→ RECORDS SHOWN:
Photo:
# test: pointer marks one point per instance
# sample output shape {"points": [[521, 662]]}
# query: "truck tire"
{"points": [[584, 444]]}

* * *

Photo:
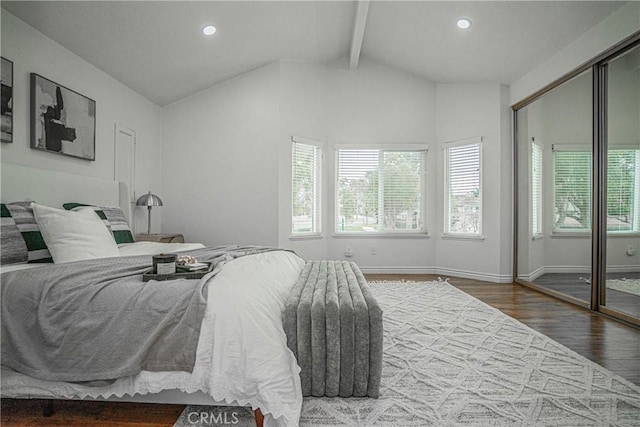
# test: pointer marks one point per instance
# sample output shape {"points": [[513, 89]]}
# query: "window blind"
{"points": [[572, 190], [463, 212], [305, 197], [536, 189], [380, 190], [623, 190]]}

--

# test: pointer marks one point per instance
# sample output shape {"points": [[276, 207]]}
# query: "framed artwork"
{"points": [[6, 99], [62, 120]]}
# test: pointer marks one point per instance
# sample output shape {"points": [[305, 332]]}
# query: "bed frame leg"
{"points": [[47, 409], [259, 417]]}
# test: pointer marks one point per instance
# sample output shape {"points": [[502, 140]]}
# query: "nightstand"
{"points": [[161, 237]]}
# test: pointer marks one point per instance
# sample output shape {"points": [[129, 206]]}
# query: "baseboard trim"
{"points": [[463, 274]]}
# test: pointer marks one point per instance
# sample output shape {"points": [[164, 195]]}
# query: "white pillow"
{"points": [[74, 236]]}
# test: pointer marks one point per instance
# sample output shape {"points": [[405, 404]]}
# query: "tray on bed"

→ EXERCISE DIRECTIONS: Go through the data and return each line where the word "output" appears.

→ RESULT OF THIS TASK:
# sample output shape {"points": [[521, 662]]}
# sample output shape {"points": [[513, 89]]}
# sample output shape {"points": [[276, 207]]}
# sample output shape {"points": [[305, 332]]}
# sample output shape {"points": [[502, 140]]}
# sample output shape {"points": [[129, 206]]}
# sample output shape {"points": [[164, 195]]}
# sample output shape {"points": [[405, 404]]}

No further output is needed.